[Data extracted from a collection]
★ ★ ★

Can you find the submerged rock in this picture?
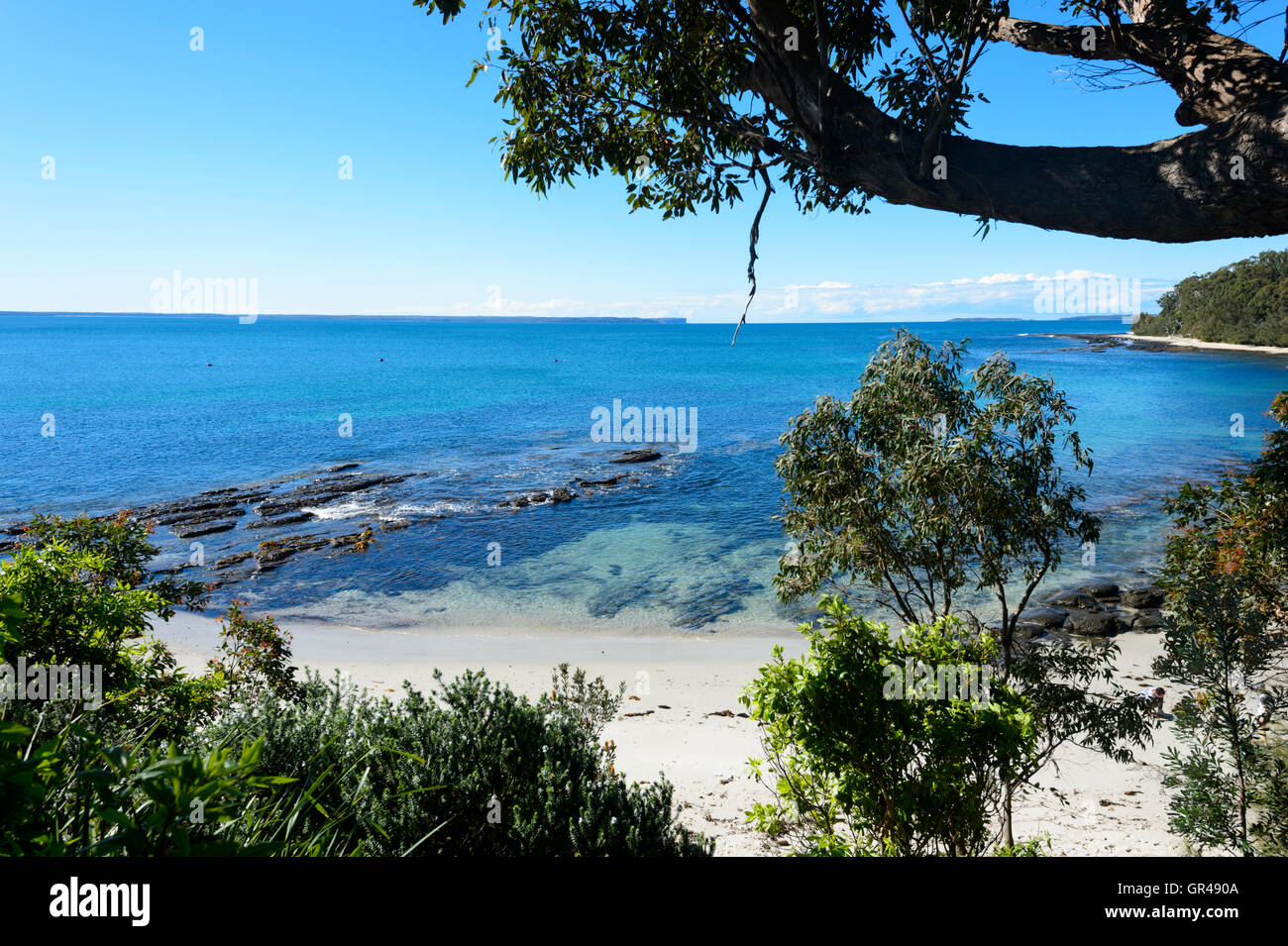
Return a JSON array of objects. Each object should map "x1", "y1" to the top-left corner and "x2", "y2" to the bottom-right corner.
[
  {"x1": 1020, "y1": 607, "x2": 1069, "y2": 631},
  {"x1": 1064, "y1": 611, "x2": 1126, "y2": 637},
  {"x1": 608, "y1": 448, "x2": 662, "y2": 464},
  {"x1": 170, "y1": 510, "x2": 246, "y2": 539},
  {"x1": 1122, "y1": 584, "x2": 1167, "y2": 609},
  {"x1": 1042, "y1": 589, "x2": 1100, "y2": 611},
  {"x1": 1078, "y1": 578, "x2": 1120, "y2": 601}
]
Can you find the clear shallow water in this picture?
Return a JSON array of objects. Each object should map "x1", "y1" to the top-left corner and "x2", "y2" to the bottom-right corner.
[{"x1": 0, "y1": 315, "x2": 1288, "y2": 631}]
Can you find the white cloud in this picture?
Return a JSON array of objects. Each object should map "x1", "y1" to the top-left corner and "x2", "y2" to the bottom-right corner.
[{"x1": 376, "y1": 269, "x2": 1172, "y2": 322}]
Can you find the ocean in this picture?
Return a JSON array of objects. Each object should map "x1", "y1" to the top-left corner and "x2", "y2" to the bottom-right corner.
[{"x1": 0, "y1": 314, "x2": 1288, "y2": 633}]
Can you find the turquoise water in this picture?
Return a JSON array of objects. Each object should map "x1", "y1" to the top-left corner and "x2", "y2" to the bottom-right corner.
[{"x1": 0, "y1": 315, "x2": 1285, "y2": 631}]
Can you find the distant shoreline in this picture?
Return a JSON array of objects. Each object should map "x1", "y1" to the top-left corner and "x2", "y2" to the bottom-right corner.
[{"x1": 1050, "y1": 332, "x2": 1288, "y2": 358}]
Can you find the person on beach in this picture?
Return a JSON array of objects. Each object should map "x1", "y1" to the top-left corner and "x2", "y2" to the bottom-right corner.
[{"x1": 1137, "y1": 686, "x2": 1167, "y2": 719}]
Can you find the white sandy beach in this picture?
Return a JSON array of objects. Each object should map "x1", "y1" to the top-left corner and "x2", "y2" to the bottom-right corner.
[
  {"x1": 1111, "y1": 332, "x2": 1288, "y2": 356},
  {"x1": 156, "y1": 614, "x2": 1184, "y2": 856}
]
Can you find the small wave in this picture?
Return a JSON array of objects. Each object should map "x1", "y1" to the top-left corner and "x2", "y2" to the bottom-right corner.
[
  {"x1": 300, "y1": 499, "x2": 377, "y2": 523},
  {"x1": 385, "y1": 499, "x2": 478, "y2": 519}
]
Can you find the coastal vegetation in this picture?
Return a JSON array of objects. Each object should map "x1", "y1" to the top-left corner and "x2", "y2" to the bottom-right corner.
[
  {"x1": 1154, "y1": 394, "x2": 1288, "y2": 856},
  {"x1": 1132, "y1": 250, "x2": 1288, "y2": 347},
  {"x1": 743, "y1": 596, "x2": 1038, "y2": 856},
  {"x1": 757, "y1": 331, "x2": 1149, "y2": 847},
  {"x1": 1132, "y1": 250, "x2": 1288, "y2": 347},
  {"x1": 0, "y1": 515, "x2": 711, "y2": 856}
]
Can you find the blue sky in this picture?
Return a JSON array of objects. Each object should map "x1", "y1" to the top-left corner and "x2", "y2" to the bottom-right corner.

★ ★ ★

#### [Task to complete]
Locate each line in the records above that contains the string "white" and copy it in full. Match case exactly.

#### [Exercise output]
Can you find the white cloud in this picture?
Can you find the white sandy beach in this picture?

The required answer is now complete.